Task prompt
Record by record, give the entire listing again exactly.

Data section
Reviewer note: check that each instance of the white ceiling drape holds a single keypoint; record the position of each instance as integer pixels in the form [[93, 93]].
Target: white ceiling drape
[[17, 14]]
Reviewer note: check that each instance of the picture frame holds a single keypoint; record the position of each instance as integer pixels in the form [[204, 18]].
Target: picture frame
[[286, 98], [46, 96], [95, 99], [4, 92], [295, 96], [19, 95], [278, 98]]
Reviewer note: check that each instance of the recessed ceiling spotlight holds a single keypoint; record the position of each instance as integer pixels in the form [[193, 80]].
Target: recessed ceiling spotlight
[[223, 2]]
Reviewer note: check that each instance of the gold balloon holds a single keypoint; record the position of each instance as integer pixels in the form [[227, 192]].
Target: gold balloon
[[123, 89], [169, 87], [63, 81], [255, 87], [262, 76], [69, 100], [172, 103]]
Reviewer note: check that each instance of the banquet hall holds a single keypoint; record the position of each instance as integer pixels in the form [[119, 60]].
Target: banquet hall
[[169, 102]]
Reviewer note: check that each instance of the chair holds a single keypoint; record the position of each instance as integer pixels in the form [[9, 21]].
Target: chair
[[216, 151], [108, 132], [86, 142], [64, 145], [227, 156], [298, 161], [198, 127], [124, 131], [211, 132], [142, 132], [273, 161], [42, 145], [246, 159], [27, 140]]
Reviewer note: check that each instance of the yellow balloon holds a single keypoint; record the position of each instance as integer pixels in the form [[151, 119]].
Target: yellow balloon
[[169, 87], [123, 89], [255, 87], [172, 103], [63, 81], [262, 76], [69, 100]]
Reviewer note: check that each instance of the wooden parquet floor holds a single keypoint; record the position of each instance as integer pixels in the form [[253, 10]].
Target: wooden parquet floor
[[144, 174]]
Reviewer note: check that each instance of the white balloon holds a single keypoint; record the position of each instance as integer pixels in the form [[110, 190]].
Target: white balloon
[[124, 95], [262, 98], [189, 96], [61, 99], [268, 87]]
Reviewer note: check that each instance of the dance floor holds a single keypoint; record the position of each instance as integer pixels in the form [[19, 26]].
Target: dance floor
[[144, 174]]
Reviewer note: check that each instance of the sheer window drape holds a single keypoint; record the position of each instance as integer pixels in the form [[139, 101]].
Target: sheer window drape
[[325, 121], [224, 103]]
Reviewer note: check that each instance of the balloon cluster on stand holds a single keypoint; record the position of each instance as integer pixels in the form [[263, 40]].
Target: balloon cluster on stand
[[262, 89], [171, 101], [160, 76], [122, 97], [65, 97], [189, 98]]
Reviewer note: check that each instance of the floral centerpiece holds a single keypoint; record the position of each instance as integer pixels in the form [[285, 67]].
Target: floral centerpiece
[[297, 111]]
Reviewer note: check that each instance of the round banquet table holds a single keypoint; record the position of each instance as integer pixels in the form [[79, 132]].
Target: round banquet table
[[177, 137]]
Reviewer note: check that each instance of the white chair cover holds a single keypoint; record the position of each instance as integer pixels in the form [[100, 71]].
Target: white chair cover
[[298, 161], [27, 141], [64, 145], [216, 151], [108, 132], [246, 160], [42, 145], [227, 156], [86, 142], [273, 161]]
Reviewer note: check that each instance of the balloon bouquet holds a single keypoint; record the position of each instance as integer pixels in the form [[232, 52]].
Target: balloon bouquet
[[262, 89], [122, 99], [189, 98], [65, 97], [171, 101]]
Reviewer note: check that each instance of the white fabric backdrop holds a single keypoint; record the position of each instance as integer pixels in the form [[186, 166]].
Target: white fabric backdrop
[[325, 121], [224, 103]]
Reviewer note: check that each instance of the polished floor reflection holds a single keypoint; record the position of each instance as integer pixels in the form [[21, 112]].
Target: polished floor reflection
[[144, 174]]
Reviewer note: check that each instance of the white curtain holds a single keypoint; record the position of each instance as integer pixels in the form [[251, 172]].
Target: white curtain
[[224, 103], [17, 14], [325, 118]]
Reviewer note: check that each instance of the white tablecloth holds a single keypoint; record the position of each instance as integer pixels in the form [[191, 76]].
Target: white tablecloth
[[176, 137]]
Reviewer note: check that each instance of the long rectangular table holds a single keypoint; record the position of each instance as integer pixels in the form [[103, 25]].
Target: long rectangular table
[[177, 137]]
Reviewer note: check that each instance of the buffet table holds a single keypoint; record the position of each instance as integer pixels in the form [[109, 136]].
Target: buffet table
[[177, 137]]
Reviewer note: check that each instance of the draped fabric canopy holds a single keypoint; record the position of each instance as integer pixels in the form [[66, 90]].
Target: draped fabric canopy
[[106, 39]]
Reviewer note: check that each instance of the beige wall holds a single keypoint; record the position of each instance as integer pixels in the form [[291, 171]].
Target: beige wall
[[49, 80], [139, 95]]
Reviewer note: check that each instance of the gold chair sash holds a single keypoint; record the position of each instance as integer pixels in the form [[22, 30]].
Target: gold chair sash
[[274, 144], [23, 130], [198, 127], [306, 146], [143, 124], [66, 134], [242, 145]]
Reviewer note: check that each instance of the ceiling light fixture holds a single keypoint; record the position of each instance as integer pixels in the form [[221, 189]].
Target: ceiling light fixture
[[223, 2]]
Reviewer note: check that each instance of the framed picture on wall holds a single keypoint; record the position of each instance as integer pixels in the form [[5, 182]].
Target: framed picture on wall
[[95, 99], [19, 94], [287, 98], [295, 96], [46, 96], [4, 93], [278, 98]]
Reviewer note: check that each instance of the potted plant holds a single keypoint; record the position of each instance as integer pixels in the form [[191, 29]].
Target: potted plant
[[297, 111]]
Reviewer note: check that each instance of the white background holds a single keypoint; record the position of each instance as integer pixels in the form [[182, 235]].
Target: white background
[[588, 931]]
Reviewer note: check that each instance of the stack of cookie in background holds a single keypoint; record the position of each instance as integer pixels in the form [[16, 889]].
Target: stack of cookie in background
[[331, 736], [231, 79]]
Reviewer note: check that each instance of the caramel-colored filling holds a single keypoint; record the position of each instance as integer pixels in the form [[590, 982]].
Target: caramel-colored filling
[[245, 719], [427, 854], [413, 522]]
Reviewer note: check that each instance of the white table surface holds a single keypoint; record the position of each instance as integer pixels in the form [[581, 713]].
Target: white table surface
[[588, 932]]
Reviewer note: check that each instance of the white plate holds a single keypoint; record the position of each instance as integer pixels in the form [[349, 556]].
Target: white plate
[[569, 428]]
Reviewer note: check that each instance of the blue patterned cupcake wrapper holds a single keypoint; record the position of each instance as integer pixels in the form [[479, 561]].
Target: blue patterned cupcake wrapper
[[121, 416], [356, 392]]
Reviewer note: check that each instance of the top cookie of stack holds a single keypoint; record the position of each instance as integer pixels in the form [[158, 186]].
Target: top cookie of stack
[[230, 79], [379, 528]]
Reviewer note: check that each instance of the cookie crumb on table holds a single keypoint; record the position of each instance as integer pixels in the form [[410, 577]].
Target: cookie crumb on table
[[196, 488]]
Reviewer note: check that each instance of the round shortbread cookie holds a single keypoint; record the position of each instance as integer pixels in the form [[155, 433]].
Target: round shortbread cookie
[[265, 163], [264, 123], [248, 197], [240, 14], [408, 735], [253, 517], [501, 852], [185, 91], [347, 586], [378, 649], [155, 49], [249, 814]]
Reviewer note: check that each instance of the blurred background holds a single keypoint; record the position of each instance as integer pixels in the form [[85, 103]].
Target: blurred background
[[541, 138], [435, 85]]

Solution for this exercise
Reviewer note: check that each instance of the white ceiling drape holds a single keypoint; record the position of each instance as integer pixels in the form [[93, 93]].
Target: white ceiling drape
[[17, 14]]
Reviewer note: check that each instance of the picture frame holds a single keypoint; record the position of each instance as integer pixels in the form [[204, 18]].
Target: picture frame
[[286, 98], [46, 96], [95, 99], [4, 92], [295, 96], [19, 95], [278, 98]]
Reviewer note: check that each instance of the recessed ceiling spotlight holds a single keypoint; record the position of each instance as integer pixels in the form [[193, 80]].
Target: recessed ceiling spotlight
[[223, 2]]
Reviewer note: check that each instance of the gold balloon holds a single keypoint; record the position of each instance as integer pixels in the form [[227, 192]].
Target: gold balloon
[[123, 89], [169, 87], [63, 81], [255, 87], [262, 76], [69, 100], [172, 103]]
Reviewer note: check that each instance of the banquet hall holds a single keypoint; record the position of each instance as integer pixels in the form [[119, 60]].
Target: banquet hall
[[169, 102]]
Reviewer note: check that each instance of the chair holds a single keypoint; record the position of each instance as integer pixels in the form [[9, 21]].
Target: chair
[[216, 151], [108, 132], [86, 142], [64, 145], [227, 156], [298, 161], [198, 127], [124, 131], [211, 132], [142, 132], [273, 161], [42, 145], [246, 159], [27, 140]]
Reviewer note: check that each instance of the yellow balloon holds a single keypoint; record the position of each instance as integer pixels in the form [[151, 119]].
Target: yellow balloon
[[169, 87], [123, 89], [255, 87], [172, 103], [63, 81], [262, 76], [69, 100]]
Reviewer note: check that each instance of the wooden parquet floor holds a single keypoint; record the position of each instance as integer pixels in the form [[253, 10]].
Target: wooden parquet floor
[[144, 174]]
Reviewer note: check that each instance of the white balloon holds a single keypoint; record the position of each instance as integer pixels in the form [[110, 190]].
Target: white balloon
[[124, 95], [262, 98], [189, 96], [61, 99], [268, 87]]
Reviewer note: check that each instance of the dance floor holds a single keypoint; record the position of each instance as integer pixels in the form [[19, 26]].
Target: dance floor
[[144, 174]]
Reviewer note: check that each instance of the sheer window drape holds a single keypoint; record the position of each instance as integer pixels in the form [[139, 101]].
Target: sheer window drape
[[325, 121], [224, 103]]
Reviewer note: check that each instance of the balloon cluster on stand holds a single keypoint; record the position of each instance as integer pixels in the form [[263, 40]].
Target: balloon cluster on stand
[[262, 89], [171, 101], [160, 76], [122, 97], [65, 97], [189, 98]]
Reviewer note: check that each instance of the floral centerpiece holds a single keypoint; record the position of each instance as integer pixels in the form [[285, 67]].
Target: floral centerpiece
[[297, 111]]
Reviewer note: check that each instance of the round banquet table holds a single keypoint; record the position of each instance as integer pixels in the form [[79, 132]].
Target: round banquet table
[[177, 137]]
Reviewer note: check that each instance of the white chair cover holds a single keypoint; record the position of each instance as integer pixels in the form [[100, 71]].
Target: white chair cover
[[298, 161], [27, 141], [64, 145], [216, 151], [108, 132], [246, 160], [42, 145], [227, 156], [86, 142], [273, 161]]
Reviewer note: check that each instance of the balloon bouquet holds a single keypoint; record the position of each instance as integer pixels in the form [[232, 52]].
Target: balloon bouquet
[[262, 89], [122, 99], [189, 98], [65, 97], [171, 101]]
Reviewer note: check that each instance of the white fabric backdrop holds a single keypoint; record the position of each instance as integer pixels in the form [[186, 166]].
Target: white fabric backdrop
[[325, 121], [224, 103]]
Reviewer note: check that each instance of the polished floor reflection holds a single keypoint; record the position of each instance as integer pixels in the form [[21, 112]].
Target: polished floor reflection
[[144, 174]]
Reviewer note: check that each instance of the white curtain holds a single keypoint; record the position of each instance as integer pixels in the form [[251, 172]].
Target: white curtain
[[224, 103], [17, 14], [325, 118]]
Reviewer note: check that each instance of the white tablecloth holds a single keypoint; record the position of each instance as integer pixels in the form [[191, 76]].
Target: white tablecloth
[[176, 137]]
Reviewer note: check that each instance of the long rectangular table holds a single keypoint; record the position of each instance as integer pixels in the form [[103, 25]].
Target: long rectangular table
[[177, 137]]
Reviewer note: check that each instance of the buffet table holds a single keypoint; record the position of each instance as integer pixels in the form [[109, 136]].
Target: buffet table
[[177, 137]]
Reviewer note: check that each instance of the draped fabric canopy holds a single keypoint; record the position of each instance as integer pixels in the form [[66, 90]].
Target: draped fabric canopy
[[106, 39]]
Reviewer note: check that each instance of the beige wall holds a single keypoint; record the position of each instance as integer pixels in the form [[291, 171]].
Target: beige wall
[[49, 80], [139, 95]]
Reviewer note: check that each instance of the gold chair sash holds a single keypoint; record the position of each instance as integer pixels in the form [[22, 30]].
Target: gold chair sash
[[274, 144], [23, 130], [198, 127], [306, 146], [143, 124], [66, 134], [242, 145]]
Reviewer note: check that each instance of the ceiling light fixture holds a single keypoint; record the position of each instance as integer pixels in the form [[221, 189]].
Target: ceiling light fixture
[[223, 2]]
Reviewer note: check that each instance of the framed picture on wall holds a single keypoint; record the position of each instance as integer pixels in the form [[5, 182]].
Target: framed picture on wall
[[95, 99], [19, 94], [287, 98], [295, 96], [46, 96], [4, 93], [278, 98]]
Reviewer note: check that each instance of the potted plant holds a single keypoint; record the position of each instance as integer pixels in the form [[191, 29]].
Target: potted plant
[[297, 111]]
Reviewer note: check that each instance of the white background holds a single keypoint; record the position of each instance as integer pixels in the form [[182, 235]].
Target: white background
[[588, 931]]
Reviewer note: check that each instance of the stack of cookie in background holds a single keypoint; record the position of each instance as integer pixels in the form [[16, 889]].
Target: stack of cookie in background
[[331, 736], [231, 79]]
Reviewer note: check that each instance of the caramel-colored filling holds a single keypoint; record the position of each instance as integer pixels in the form [[590, 982]].
Target: caramel-colored filling
[[245, 719], [427, 854], [413, 522]]
Reviewer note: check that each instance of the white table surface holds a single keypoint; record the position of each instance as integer pixels in the form [[581, 713]].
Target: white table surface
[[588, 932]]
Reviewer note: check that each instance of the white plate holds a single keypoint; record the position of each instance as integer pixels in the form [[349, 556]].
Target: white plate
[[569, 428]]
Reviewer note: check that each instance of the blue patterned cupcake wrapper holds a single keypoint; record the position of each instance as integer pixels in the form [[479, 561]].
Target: blue patterned cupcake wrapper
[[121, 416], [356, 392]]
Reviewer note: check that each instance of the top cookie of stack holds a single keypoint; record the position of each instance as integer pixels in the form [[158, 186]].
Target: top cookie of stack
[[230, 79], [379, 528]]
Reviewer note: check that each instance of the cookie crumb on table holds a single keypoint; record the position of each instance as integer pixels in the form [[410, 577]].
Target: cookie crumb on table
[[196, 488]]
Reviewer note: check that each instance of the round shortbread cookie holds a single keypoint; record the position of each instance as integer pixels in the form [[155, 433]].
Target: round shortbread cookie
[[265, 163], [264, 123], [248, 197], [240, 14], [408, 735], [253, 517], [501, 852], [185, 91], [347, 586], [378, 649], [155, 49], [249, 814]]
Reviewer note: check that each instance of the blurred background holds a single keypoint; record the position of each instance as integer pixels in the form [[85, 103]].
Target: blurred background
[[541, 138], [435, 85]]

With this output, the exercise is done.